Repeat the data verbatim.

Pointing records:
*****

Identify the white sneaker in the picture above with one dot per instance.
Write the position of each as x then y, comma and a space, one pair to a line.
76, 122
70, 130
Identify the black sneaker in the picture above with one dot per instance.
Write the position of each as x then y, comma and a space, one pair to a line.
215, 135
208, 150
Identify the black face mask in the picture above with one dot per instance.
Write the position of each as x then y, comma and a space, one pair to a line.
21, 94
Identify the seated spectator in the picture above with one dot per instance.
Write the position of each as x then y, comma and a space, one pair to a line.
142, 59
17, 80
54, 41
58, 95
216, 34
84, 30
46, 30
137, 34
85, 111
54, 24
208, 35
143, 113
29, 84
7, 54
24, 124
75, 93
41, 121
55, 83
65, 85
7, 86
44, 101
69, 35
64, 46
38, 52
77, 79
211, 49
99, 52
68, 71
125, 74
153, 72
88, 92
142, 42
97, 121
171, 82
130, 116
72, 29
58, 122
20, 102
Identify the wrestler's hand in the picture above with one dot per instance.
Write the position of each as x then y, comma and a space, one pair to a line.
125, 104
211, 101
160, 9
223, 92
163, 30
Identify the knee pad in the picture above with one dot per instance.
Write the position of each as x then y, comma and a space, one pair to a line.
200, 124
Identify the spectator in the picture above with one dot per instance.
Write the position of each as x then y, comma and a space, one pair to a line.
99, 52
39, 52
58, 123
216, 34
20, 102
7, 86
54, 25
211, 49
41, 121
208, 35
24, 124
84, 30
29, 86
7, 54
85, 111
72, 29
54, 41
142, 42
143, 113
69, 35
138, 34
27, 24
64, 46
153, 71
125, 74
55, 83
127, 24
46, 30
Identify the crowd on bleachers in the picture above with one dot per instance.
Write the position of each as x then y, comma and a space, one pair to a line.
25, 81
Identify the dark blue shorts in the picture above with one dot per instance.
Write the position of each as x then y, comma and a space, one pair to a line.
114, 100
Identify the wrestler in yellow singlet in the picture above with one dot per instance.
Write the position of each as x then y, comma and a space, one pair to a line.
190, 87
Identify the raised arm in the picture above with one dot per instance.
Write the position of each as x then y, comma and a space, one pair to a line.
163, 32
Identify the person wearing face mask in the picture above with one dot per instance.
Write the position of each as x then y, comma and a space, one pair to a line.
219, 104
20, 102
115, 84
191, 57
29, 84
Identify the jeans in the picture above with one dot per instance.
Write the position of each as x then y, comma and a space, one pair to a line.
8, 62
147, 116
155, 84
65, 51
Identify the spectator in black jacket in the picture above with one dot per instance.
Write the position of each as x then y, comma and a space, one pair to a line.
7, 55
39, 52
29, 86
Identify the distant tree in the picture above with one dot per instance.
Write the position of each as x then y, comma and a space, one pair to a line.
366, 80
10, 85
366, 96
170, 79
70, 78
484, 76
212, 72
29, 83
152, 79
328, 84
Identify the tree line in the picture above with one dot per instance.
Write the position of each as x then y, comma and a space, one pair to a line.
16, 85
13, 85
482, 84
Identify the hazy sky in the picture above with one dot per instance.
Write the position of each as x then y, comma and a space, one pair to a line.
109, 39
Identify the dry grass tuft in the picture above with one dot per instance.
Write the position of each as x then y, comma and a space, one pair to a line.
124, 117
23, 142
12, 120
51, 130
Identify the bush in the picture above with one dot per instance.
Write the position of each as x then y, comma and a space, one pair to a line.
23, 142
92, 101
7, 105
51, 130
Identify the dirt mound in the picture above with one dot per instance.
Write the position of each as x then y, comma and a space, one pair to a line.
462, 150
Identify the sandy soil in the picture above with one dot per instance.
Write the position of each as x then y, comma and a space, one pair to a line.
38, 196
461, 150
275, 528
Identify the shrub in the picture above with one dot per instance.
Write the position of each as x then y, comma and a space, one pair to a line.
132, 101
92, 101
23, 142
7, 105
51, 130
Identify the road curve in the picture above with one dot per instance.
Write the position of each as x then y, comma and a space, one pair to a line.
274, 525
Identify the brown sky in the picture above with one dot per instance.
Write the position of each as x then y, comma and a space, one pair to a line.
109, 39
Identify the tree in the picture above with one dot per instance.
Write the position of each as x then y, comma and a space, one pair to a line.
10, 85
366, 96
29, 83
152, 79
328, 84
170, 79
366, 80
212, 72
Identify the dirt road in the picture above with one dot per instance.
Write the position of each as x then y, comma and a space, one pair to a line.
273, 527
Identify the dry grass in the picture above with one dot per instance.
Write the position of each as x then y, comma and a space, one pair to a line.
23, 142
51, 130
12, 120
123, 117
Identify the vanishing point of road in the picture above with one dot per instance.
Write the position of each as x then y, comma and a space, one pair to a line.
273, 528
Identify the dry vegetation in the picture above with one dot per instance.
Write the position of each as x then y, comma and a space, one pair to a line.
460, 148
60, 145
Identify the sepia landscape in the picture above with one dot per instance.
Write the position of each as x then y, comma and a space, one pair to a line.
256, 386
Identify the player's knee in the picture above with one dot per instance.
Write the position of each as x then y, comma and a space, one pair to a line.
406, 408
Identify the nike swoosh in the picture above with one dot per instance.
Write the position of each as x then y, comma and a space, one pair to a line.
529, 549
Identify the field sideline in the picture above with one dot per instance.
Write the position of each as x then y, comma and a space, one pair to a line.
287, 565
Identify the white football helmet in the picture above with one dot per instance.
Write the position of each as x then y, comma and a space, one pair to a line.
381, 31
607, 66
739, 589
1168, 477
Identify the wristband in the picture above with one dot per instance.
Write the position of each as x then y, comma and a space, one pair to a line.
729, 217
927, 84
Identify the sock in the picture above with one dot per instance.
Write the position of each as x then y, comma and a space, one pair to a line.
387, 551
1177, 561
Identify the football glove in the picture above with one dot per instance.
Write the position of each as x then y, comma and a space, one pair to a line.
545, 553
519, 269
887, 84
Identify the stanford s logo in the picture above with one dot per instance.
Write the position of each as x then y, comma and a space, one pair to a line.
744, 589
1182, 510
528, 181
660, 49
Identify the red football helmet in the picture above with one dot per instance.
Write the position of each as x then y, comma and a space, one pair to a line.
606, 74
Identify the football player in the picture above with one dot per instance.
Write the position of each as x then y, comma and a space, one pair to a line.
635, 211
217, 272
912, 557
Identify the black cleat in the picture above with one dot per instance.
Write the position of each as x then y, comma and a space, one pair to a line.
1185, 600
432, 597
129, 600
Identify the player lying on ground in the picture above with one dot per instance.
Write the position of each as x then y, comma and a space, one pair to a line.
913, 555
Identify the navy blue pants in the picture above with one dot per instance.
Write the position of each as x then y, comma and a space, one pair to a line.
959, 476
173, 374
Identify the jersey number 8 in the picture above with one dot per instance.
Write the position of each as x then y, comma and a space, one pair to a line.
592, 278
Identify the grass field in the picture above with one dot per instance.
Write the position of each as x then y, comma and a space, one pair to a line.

*****

RESULT FOR THIS TASK →
Identify the white sneaker in the picture above with one dot per instance.
Write the position of each as x then y, comma and a space, one pair to a line.
76, 122
70, 130
Identify the black sneaker in the picture above with one dot per instance.
Write the position of each as x then y, comma and a space, one pair to a line.
215, 135
208, 150
Identify the black face mask in the picture above with one dot per instance.
Write the position of each as x then y, comma and a space, one pair to a line.
21, 94
Identify the seated spectator in the picture above with one dot per instance.
Write the position of each as x then y, comma and a space, one pair to a line.
142, 59
17, 80
54, 41
58, 95
216, 34
84, 30
46, 30
137, 34
85, 111
54, 24
208, 35
143, 113
29, 84
7, 54
24, 124
75, 93
41, 121
55, 83
65, 85
7, 86
44, 101
69, 35
64, 46
38, 52
77, 79
211, 49
99, 52
68, 71
125, 74
153, 72
88, 92
142, 42
97, 121
171, 82
130, 116
72, 29
58, 122
20, 102
Identify the wrestler's hand in the picture above with one dot per instance.
Write the position of each as x then y, comma and a space, one pair to a line.
125, 104
211, 101
160, 9
223, 92
163, 30
Identify the knee pad in the picture above with one dot per instance.
Write the position of each as x then y, comma and a space, one pair to a line.
200, 124
Identify the spectator in the picture above with one dot per instance.
Write the position of each as x then y, comma and a space, one pair to a line.
99, 52
39, 52
58, 123
216, 34
20, 102
7, 86
54, 25
211, 49
41, 121
208, 35
24, 124
84, 30
29, 86
7, 54
85, 111
72, 29
54, 41
142, 42
143, 113
69, 35
138, 34
27, 24
64, 46
153, 71
125, 74
55, 83
127, 24
46, 30
Identify the crowd on bleachers in the picture above with one dot per instance.
Write the position of each as x then y, comma and a space, one pair to a line.
25, 81
Identify the dark blue shorts in the picture above with one dot per instance.
Write the position of each as x then y, comma and a space, one pair to a line.
114, 100
Identify the wrestler in yellow singlet in the picture above with one dot per instance.
Write the position of each as x then y, comma and a space, one pair to a line.
190, 87
Identify the raised arm in the picture above with one dot per instance.
Write the position of each as x then y, comma and a space, one pair to a line.
163, 32
Identify the person wearing face mask in the picture above with one dot per instance.
Write the position of each as x then y, comma and a space, one pair to a line.
219, 104
20, 102
115, 84
191, 57
29, 84
Identify the jeans in the picture above with one dot per instance.
Write the position of each as x then y, comma and a space, one pair to a line.
8, 62
147, 116
155, 84
65, 51
Identify the spectator in black jacket in the picture above with one dot per instance.
Write the position of each as x then y, comma and a space, one pair to a line.
7, 55
39, 52
29, 86
Identify the distant tree in the picture above with one dot per instance.
Write the position of each as x then y, comma and a space, one pair to a line.
366, 80
10, 85
366, 96
170, 79
70, 78
484, 76
212, 72
29, 83
152, 79
328, 84
Identify the tree line in the picture above with one dot per instance.
Write the position of each as x then y, comma and a space, one pair to a line.
16, 85
13, 85
482, 84
Identify the hazy sky in the picture above with one dot per instance.
Write the position of each as x then y, comma and a space, one pair to a line.
109, 39
Identify the dry grass tuft in the picture above with one dot per instance.
Write the position of each as x then y, comma and a space, one pair to a line.
124, 117
23, 142
12, 120
51, 130
Identify the bush in the picture above with one dot per instance.
Write the position of each as x then y, comma and a space, one pair to a line.
23, 142
92, 101
7, 105
51, 130
Identify the dirt mound in the picture above with one dot per instance.
Write the position of each as x then y, comma and a space, one pair to a line.
462, 150
Identify the sandy soil in the picture above with one dot per instance.
Write the position of each as x then y, comma and a space, one pair to a line.
38, 196
461, 150
275, 528
Identify the shrub in the picture above with one dot per instance.
Write the position of each as x then y, comma and a space, one pair to a line.
132, 101
92, 101
23, 142
7, 105
51, 130
Identify the road curve in the picture above with one dot per instance.
Write the position of each as x then y, comma and a space, one pair to a line.
274, 525
Identify the brown sky in the picture above with one dot per instance.
Write the position of each as x then y, comma and a space, one pair to a line.
109, 39
Identify the tree in the picture above with one dot per instance.
Write the position of each as x then y, comma and a space, one pair to a line.
10, 85
366, 96
29, 83
152, 79
328, 84
170, 79
366, 80
212, 72
Identify the dirt road in the picture above with one dot per instance.
Write the position of each as x then y, comma and a space, one pair to a line.
273, 527
Identify the dry grass in the picture above with one dot per instance.
Write the position of each as x then y, comma and a space, one pair to a line.
23, 142
51, 130
12, 120
123, 117
Identify the vanishing point of road in the picture above with one dot per instance.
Write the position of each as x then y, comma and a space, one pair to a line.
273, 528
Identify the dry vegetation in the picture above with one dot per instance.
Write the position of each as x then y, comma and a space, one pair to a line.
460, 148
60, 145
Identify the sepia landscape in the picture above with one dot per instance.
Write the position of each as x then y, comma and a space, one pair to a line.
256, 386
Identify the player's knee in the picture above with one dot per instance.
Write the position of each as x then y, comma and a space, one pair to a line.
406, 408
Identify the nike swoosh in the picture above with one dot per instance.
Write the position of each as x then y, comma and a space, one pair to a line.
529, 549
Identify the field sideline in the picture above with one dot per instance.
Write the position of each as x then y, comma and a space, one pair to a line.
287, 565
Identify the white football helmet in the picture above with one dot per instance.
Write the position of each as x then y, comma and a space, one pair to a line.
381, 31
607, 66
739, 589
1168, 477
Identify the wristband in the picture above with one dot per instance.
Write the position of each as x then y, comma and a space, one pair to a line.
729, 217
927, 84
Identify the sock in the picture above with one dot per instance.
Write the position of each as x then y, comma and a space, one pair to a line.
387, 551
1177, 561
Identify the football glove in the picture above with one dot per instance.
Write the position of each as x then y, comma and a space, one pair to a line.
545, 553
519, 269
887, 84
Identify the stanford s logo in the picture above with one dot per instance.
Write the position of each as x then y, comma and a space, one pair to a line.
744, 589
1182, 510
528, 181
660, 49
Identify the red football helmet in the picture above with one dot per instance.
Write the position of each as x then y, comma and a space, one pair to a line.
606, 74
Identify the football player in the picture above with one dot per instance.
Write the position of each as x then y, comma and a space, one pair to a line.
635, 211
217, 272
912, 557
Identify the black cleat in the picture above with one dot per instance.
Write the position of each as x then y, comma and a space, one pair to a line.
1185, 600
432, 597
129, 600
Identify the player lying on ground in the picture above with one dot per instance.
Write the position of each as x then y, comma and a space, one pair to a line.
913, 555
Identify the navy blue pants in the picture above with one dot per instance.
Write the position of each as x then y, comma and a space, one pair to a line.
959, 476
173, 374
Identify the jersey number 8 in the picture above with one dot per instance.
Write the position of each as x then y, comma and a space, one pair to a line.
592, 278
Identify the grass field in the picture above with one dot per instance.
Write the position of each as x then y, comma and a space, one pair to a line.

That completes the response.